■ EXERCISE OBJECTIVE ■
Report each line of the items that contains the string "instance".

■ DATA SECTION ■
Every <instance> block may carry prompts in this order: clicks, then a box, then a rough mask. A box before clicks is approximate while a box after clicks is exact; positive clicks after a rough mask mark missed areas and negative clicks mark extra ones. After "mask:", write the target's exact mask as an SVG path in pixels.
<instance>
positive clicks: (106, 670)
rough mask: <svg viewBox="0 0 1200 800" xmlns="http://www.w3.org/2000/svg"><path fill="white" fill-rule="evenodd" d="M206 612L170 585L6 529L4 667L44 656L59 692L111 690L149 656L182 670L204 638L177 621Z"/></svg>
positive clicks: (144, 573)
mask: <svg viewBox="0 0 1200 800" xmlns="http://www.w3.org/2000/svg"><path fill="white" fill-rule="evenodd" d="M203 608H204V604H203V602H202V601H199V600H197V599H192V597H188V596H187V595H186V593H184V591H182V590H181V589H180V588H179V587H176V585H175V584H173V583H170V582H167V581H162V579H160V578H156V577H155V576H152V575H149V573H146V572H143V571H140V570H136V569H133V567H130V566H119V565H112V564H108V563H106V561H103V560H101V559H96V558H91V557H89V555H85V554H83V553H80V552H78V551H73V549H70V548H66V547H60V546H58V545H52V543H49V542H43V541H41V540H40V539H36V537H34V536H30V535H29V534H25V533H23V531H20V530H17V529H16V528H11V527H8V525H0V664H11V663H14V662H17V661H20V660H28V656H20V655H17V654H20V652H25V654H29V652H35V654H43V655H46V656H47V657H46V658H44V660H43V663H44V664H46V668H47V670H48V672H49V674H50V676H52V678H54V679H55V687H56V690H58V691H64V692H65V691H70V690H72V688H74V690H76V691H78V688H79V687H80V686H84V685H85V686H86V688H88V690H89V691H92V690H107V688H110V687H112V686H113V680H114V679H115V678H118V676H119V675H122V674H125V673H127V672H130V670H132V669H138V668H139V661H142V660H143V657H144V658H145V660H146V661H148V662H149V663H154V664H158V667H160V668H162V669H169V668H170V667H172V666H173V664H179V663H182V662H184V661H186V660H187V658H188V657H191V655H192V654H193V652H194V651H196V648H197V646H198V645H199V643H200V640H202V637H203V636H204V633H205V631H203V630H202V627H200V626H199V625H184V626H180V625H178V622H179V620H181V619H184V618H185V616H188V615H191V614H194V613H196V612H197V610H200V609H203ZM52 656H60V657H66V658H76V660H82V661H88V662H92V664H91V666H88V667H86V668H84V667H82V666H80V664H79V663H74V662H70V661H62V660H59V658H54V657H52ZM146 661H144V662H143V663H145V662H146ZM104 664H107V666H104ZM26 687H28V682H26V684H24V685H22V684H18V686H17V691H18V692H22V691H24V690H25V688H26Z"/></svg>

■ PROBLEM SOLUTION ■
Every <instance> block may carry prompts in this order: clicks, then a box, then a rough mask. A box before clicks is approximate while a box after clicks is exact; positive clicks after a rough mask mark missed areas and negative clicks mark extra ones. After "mask:", write the target's exact mask as an SVG path in pixels.
<instance>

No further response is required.